Faith in Fairy Tales

Lulu Oberkotter  
“The old fairy tales which a silly sort of people disparage as too wicked and ferocious for the nursery, are really ‘full of matter,’ and unobtrusively teach the true lessons of our wayfaring in a world of perplexities and obstructions.” - Andrew Lang, “Modern Fairy Tales”

I’ve been finding myself, as of late, greatly annoyed at modern culture's condemnation of old fairy tales, myths, and folklore. It’s trendy nowadays to speak badly of those stories that begin with ‘once upon a time’ and end with ‘happily ever after.’ Rich celebrities who love to lecture the plebeian masses, enlightening us with their apparently elevated insight, will tell us about what stereotypes those stories supposedly encourage, and why that is bad. A princess who yearns for true love? Pfft! How backward! We ought to teach little girls to value power and self above all else!

Let’s just say I don’t put much stock in what professional pretenders say about things they don’t understand. But many parents today have fallen in lockstep, applauding themselves for banning their children from classic fairy tales. This stems from their failure to understand the stories, which they cannot see through anything other than a lens of modern Western sensibilities. They could gain a full understanding by putting the tales in the context of their time and culture, but it's easier to reject them out of hand. Yet cutting oneself off from myths and fairy tales doesn’t make a person smarter or more enlightened. Quite the opposite. These fairy-tale-naysayers know Big Bad Wolves can’t dress up as grannies to fool children, so they write off the story as trite and outdated. Those who understand the stories, however, know what the Wolf represents and have learned to recognize him in his benign disguise.

Does that mean your four-year-old niece understands the deep complexities and cultural nuances of ancient folklore? Probably not. But will hearing those stories work on a subconscious level to unlock her imagination and instill timeless values of courage, love, hope, and resilience? Absolutely. Children may not initially understand the nuances in the stories they’re told, but the meaning will likely make itself known to them at the appropriate time. As a child, I never considered why Captain Hook hated Peter Pan so much. Then as time marched on, and the dreaded tick-tock croc swam nearer, the reason became plain. Hook is the embodiment of a bitter, resentful grownup who seeks to crush and destroy the wonder of childhood. Just because we adults have forgotten the way to Neverland doesn’t mean the place has no purpose or that we should ban our children from visiting. Resist the urge to become Captain Hook, my friends, and let your children fly.

◇ ◇ ◇ ◇ ◇ ◇ ◇

**Required task 1**.
In the essay on fairy tales, edit the part that opens with the words "Faith in Fairy" and closes with "above all else!", putting "fashionable" in place of "trendy".
**Required task 2**.
According to the essay on fairy tales, why do many parents ban their children from classic fairy tales? Answer in one to three sentences.
**Required task 3**.
Extend the essay on fairy tales, picking up after its final sentence.

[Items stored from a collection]
◇ ◇ ◇ ◇ ◇ ◇ ◇

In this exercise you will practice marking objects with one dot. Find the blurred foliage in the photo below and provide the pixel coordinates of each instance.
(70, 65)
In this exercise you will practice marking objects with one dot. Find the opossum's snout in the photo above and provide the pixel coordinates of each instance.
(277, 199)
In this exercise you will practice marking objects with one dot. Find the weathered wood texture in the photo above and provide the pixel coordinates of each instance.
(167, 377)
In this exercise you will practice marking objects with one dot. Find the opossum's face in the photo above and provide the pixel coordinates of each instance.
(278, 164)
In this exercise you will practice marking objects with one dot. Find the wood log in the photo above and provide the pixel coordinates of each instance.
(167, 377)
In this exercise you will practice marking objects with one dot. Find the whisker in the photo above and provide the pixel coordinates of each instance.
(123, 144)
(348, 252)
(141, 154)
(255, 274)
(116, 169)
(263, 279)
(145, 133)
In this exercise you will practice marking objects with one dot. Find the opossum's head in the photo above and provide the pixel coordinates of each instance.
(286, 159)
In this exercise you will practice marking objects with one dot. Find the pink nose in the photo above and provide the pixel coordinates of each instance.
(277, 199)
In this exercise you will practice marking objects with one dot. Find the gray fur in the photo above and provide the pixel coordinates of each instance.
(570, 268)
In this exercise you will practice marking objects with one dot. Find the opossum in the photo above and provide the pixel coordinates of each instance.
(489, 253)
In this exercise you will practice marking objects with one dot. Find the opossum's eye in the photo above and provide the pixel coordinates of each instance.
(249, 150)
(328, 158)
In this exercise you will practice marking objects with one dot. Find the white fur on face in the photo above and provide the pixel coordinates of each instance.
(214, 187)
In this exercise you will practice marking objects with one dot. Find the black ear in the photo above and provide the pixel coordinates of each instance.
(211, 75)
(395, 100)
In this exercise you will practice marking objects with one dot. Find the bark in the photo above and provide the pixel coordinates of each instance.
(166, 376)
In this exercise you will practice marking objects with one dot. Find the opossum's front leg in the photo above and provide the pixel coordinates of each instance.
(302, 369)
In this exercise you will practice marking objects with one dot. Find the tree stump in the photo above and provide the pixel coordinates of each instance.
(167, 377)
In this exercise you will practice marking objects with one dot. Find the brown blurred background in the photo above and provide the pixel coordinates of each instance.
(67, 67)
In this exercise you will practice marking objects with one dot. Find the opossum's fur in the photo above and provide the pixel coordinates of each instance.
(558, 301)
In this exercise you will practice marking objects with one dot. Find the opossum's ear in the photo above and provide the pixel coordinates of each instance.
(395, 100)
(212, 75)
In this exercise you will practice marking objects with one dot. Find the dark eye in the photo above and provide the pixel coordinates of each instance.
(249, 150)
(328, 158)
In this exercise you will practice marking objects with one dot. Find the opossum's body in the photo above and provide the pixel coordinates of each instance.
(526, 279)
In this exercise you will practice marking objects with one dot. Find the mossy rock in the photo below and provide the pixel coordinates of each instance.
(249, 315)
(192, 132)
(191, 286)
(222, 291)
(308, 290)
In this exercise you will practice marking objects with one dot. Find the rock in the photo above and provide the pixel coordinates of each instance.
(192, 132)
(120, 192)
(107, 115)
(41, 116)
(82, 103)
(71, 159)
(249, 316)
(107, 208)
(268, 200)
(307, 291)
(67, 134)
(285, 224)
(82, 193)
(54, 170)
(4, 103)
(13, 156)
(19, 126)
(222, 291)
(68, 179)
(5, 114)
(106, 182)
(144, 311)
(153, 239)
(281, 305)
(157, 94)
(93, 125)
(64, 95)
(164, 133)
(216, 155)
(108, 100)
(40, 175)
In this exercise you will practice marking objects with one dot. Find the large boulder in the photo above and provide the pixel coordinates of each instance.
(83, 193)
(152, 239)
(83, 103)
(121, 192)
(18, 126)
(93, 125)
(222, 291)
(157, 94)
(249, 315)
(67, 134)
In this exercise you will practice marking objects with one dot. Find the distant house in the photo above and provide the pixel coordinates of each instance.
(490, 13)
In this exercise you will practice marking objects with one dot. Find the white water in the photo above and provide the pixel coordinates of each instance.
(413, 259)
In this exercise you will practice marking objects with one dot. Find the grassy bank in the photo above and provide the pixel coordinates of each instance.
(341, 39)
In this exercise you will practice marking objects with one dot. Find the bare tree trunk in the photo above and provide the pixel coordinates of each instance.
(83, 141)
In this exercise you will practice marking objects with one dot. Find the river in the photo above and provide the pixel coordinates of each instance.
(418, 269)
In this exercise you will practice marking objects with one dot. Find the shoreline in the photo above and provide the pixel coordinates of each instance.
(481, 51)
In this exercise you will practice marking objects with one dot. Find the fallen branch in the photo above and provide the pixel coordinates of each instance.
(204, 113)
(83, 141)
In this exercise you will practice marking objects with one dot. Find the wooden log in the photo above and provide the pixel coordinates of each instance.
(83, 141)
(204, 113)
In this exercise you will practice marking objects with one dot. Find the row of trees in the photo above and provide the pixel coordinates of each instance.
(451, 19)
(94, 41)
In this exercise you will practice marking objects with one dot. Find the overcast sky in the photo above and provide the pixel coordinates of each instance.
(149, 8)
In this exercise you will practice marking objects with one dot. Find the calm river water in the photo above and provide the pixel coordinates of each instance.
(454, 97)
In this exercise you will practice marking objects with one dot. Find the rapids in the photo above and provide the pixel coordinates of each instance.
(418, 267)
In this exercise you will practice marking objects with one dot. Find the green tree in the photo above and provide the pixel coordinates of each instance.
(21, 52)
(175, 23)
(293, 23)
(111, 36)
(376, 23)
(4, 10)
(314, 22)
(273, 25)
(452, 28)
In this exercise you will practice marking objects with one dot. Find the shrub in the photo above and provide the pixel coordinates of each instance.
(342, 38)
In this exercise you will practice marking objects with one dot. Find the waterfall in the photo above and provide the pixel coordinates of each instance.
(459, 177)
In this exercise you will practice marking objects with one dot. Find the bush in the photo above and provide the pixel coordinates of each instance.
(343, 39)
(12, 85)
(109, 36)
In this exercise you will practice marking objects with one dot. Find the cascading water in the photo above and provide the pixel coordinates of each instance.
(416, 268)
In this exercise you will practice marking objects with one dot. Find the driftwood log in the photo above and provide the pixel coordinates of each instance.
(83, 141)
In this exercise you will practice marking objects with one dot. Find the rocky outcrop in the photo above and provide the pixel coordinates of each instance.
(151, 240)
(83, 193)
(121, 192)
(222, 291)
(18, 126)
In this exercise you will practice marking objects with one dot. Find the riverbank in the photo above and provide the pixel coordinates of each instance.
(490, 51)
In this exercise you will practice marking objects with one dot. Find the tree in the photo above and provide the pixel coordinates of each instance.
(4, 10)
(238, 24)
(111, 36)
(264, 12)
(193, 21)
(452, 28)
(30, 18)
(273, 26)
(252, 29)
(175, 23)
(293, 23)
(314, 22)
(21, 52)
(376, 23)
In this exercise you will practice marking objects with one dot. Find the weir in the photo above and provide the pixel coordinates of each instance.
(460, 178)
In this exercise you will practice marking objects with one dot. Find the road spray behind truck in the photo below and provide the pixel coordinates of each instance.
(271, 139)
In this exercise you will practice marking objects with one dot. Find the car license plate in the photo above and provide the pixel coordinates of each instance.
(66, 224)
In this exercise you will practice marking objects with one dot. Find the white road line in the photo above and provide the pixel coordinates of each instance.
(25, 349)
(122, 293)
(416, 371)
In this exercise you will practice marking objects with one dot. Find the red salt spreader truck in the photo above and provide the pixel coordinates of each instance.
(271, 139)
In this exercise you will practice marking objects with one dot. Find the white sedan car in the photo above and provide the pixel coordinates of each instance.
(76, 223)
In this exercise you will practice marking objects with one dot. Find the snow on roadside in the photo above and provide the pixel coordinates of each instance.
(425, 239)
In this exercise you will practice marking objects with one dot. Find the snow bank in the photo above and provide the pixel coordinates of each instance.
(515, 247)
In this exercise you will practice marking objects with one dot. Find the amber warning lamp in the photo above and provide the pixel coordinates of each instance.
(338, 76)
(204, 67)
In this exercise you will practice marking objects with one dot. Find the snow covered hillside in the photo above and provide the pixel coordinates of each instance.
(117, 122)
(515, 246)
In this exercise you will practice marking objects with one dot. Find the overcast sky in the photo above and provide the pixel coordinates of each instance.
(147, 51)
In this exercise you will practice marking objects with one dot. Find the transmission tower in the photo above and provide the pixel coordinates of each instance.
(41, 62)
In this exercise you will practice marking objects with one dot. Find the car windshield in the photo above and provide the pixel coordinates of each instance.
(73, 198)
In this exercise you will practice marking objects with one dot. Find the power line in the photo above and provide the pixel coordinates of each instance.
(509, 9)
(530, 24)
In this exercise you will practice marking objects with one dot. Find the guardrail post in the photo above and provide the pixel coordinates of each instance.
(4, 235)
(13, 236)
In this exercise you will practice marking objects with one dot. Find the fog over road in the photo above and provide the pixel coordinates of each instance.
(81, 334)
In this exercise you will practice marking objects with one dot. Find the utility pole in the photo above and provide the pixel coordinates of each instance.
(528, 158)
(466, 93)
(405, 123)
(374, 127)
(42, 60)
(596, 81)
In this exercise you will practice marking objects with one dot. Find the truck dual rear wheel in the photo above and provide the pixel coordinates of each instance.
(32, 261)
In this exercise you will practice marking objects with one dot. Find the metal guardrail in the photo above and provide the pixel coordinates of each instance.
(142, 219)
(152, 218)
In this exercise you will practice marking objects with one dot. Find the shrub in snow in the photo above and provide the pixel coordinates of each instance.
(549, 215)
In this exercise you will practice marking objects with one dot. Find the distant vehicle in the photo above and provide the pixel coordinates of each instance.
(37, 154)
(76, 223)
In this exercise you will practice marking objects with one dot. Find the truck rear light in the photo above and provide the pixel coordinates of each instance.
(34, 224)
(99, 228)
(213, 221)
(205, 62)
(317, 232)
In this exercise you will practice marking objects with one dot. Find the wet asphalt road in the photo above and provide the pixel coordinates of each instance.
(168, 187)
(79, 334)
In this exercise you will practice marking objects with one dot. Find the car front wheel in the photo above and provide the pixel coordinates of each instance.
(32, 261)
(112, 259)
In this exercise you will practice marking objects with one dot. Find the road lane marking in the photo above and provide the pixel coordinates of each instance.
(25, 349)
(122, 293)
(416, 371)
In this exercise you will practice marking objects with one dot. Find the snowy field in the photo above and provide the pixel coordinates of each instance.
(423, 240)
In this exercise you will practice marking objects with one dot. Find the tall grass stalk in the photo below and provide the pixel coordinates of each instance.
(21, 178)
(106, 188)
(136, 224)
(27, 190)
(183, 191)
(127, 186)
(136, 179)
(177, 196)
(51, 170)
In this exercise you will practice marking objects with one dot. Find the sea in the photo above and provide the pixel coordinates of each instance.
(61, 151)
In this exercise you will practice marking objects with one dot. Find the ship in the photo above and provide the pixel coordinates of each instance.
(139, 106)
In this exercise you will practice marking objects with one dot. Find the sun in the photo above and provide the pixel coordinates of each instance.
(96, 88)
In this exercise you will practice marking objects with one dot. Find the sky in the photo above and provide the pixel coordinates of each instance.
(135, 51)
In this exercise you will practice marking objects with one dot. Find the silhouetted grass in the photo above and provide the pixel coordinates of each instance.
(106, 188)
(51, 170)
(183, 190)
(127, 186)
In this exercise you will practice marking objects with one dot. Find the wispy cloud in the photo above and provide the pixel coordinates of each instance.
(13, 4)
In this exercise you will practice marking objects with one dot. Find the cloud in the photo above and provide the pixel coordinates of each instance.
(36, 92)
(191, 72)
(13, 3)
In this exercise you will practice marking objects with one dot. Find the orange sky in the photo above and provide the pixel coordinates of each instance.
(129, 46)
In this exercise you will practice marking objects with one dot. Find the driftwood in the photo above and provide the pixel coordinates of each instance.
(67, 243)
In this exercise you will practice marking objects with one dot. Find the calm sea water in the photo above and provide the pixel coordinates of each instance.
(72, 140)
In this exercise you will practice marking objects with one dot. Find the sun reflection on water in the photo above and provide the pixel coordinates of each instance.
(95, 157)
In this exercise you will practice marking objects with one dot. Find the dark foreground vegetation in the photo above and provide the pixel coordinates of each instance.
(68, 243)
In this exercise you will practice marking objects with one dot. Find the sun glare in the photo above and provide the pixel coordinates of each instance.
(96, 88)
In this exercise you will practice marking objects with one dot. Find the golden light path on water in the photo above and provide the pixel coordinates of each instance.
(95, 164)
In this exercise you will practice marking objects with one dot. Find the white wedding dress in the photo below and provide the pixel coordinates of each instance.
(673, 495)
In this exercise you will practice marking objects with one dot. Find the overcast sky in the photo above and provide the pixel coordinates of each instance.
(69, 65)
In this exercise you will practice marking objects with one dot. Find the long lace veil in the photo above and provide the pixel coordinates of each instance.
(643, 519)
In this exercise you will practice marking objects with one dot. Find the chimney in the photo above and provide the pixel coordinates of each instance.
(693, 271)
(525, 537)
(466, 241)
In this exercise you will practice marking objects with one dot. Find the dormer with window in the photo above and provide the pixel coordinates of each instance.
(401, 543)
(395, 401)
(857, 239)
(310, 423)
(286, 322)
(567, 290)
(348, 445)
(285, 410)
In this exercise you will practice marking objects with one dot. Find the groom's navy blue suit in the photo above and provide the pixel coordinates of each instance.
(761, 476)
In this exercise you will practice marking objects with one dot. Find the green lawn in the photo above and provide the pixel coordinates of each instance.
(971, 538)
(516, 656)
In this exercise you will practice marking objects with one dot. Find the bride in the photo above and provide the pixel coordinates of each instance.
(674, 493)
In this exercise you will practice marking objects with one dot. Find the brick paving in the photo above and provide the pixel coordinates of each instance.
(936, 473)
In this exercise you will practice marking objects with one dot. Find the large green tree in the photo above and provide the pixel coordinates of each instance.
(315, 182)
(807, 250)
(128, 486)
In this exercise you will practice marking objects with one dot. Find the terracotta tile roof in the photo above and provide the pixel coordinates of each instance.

◇ ◇ ◇ ◇ ◇ ◇ ◇

**Answer 1**.
Faith in Fairy Tales

Lulu Oberkotter  
“The old fairy tales which a silly sort of people disparage as too wicked and ferocious for the nursery, are really ‘full of matter,’ and unobtrusively teach the true lessons of our wayfaring in a world of perplexities and obstructions.” - Andrew Lang, “Modern Fairy Tales”

I’ve been finding myself, as of late, greatly annoyed at modern culture's condemnation of old fairy tales, myths, and folklore. It’s fashionable nowadays to speak badly of those stories that begin with ‘once upon a time’ and end with ‘happily ever after.’ Rich celebrities who love to lecture the plebeian masses, enlightening us with their apparently elevated insight, will tell us about what stereotypes those stories supposedly encourage, and why that is bad. A princess who yearns for true love? Pfft! How backward! We ought to teach little girls to value power and self above all else!

**Answer 2**.
The essay says the ban comes from their failure to understand the stories, which they can see only through a lens of modern Western sensibilities. They could understand the tales fully by placing them in the context of their time and culture, but rejecting them out of hand is easier.

**Answer 3**.
However, while some of these more complicated themes can go over children’s heads, the veil of metaphor often makes confusing things clearer for them. Never for a second did I read or watch Snow White or Sleeping Beauty as a little girl and come away with the naive idea that all I needed in life was for a big, strong, handsome man to come save me. That’s just what faithless adults take away from the stories. When I first heard this case argued by my peers, I was honestly flummoxed. Sure, five-year-old me didn’t know words like redemption or restoration, but I still understood they were what the stories were truly about. But in their detrimental practicality, adults see the kiss at the end of a fairy tale as nothing more than the act of pressing one’s lips against the lips of another, which somehow inexplicably heals wounds and breaks curses. Our grown-up minds have a habit of taking these events at face value, skipping over the significance of the motifs, and we can explain our rational positions easily. Children, however, understand these things far better, even if they can’t explain them. But as an adult believer in fairy tales, I just may be able to. Take the aforementioned fairy tale kiss, for example:

Love can, literally speaking, heal. No, Daddy’s scratchy kisses didn’t make my booboos all better when I was little, but his love and care healed a part of me far more vital than a skinned knee. Likewise, the final kiss I gave him didn’t magically wake him from his coma, nor did I ever expect it to. But it did begin healing a deep wound in my heart left by his absence. This same power is what causes elderly people in retirement homes to fare better and live longer when they have family and friends who frequently visit, as opposed to those who are left alone in a sterile room to die. It’s why those with depression shouldn’t remain by themselves, cut off from those who care about them. Because love heals. It breaks the curse of misery and hopelessness. The revitalizing fairy tale kiss is simply the metaphor that teaches us this lesson.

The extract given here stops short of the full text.